TEXTO PROPORCIONADO ▸
□ □ □
En fin, no exagero ni un ápice cuando digo que es responsabilidad de todos salvar la tauromaquia. Por eso estos días ando tan intranquilo y errabundo. Sí, estoy afligido porque, claro, escucho a los toreros, que a su vez también están muy preocupados, y esto ya empieza a ser insoportable. ¿Creen ustedes que los toreros se inquietan por los más de 20.000 compatriotas que ya han fallecido por este terrible virus? ¿Creen que han mostrado reparos por los sanitarios, policías, guardias civiles o militares que ya han enfermado o muerto? ¿Creen que les quita el sueño toda esa gente que, en primera línea, nos está ayudando a combatir esta tragedia ya sea en una farmacia, en un supermercado o en una gasolinera? No, hasta ahí podíamos llegar. Los toreros solo se preocupan de su tauromaquia, como debe ser, porque, aunque no nos queramos dar cuenta, la tradición tauromáquica está muy por encima de la propia vida humana, que es insignificante ante el virtuoso santo y seña de la españolidad. Qué más les da a ellos ocho que ochenta. Caigan los españoles que caigan, pocos serán si, al final, conseguimos, entre todos, salvar nuestras bellas y delicadas costumbres tauromáquicas. Todo es poco cuando está en juego librar al toro de su extinción.
□ □ □
DATOS PROPORCIONADOS ▸
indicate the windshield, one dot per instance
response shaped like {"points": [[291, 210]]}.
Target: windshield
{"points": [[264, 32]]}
□ □ □
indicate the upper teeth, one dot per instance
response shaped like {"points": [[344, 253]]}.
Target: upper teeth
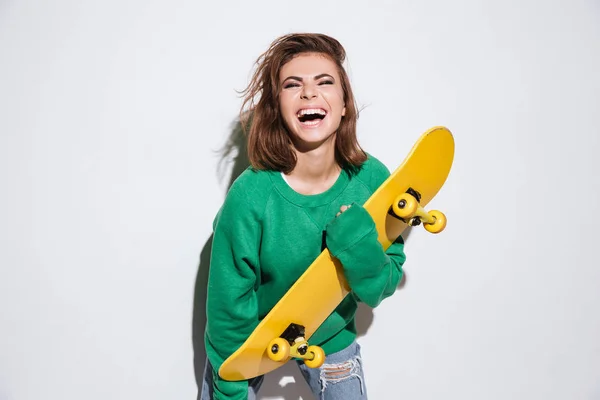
□ □ □
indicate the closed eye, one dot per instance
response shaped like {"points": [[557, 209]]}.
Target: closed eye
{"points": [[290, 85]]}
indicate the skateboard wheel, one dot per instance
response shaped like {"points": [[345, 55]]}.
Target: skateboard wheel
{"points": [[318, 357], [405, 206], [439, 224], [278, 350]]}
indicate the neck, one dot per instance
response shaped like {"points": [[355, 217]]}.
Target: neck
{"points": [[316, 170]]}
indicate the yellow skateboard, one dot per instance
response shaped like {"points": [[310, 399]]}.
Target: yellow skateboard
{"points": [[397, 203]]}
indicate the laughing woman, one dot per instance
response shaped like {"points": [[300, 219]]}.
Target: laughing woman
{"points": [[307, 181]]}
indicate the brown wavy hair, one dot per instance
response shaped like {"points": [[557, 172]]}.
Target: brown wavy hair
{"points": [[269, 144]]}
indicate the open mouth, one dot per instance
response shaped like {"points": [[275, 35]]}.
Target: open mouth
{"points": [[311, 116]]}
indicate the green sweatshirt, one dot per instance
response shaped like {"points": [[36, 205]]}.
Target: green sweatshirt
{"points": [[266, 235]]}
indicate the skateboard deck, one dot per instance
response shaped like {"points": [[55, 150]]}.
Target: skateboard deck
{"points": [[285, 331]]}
□ □ □
TU TAREA ▸
Responde a estas preguntas sobre el fragmento acerca de la tauromaquia:
1. ¿Cuántos compatriotas han fallecido ya por el virus, según el fragmento?
2. ¿En qué tres lugares ayuda en primera línea la gente que se menciona?
3. ¿Qué dos adjetivos describen cómo anda estos días quien escribe?

SOLUCIÓN DE LA TAREA ▸
1. Más de 20.000.
2. En una farmacia, en un supermercado o en una gasolinera.
3. Intranquilo y errabundo.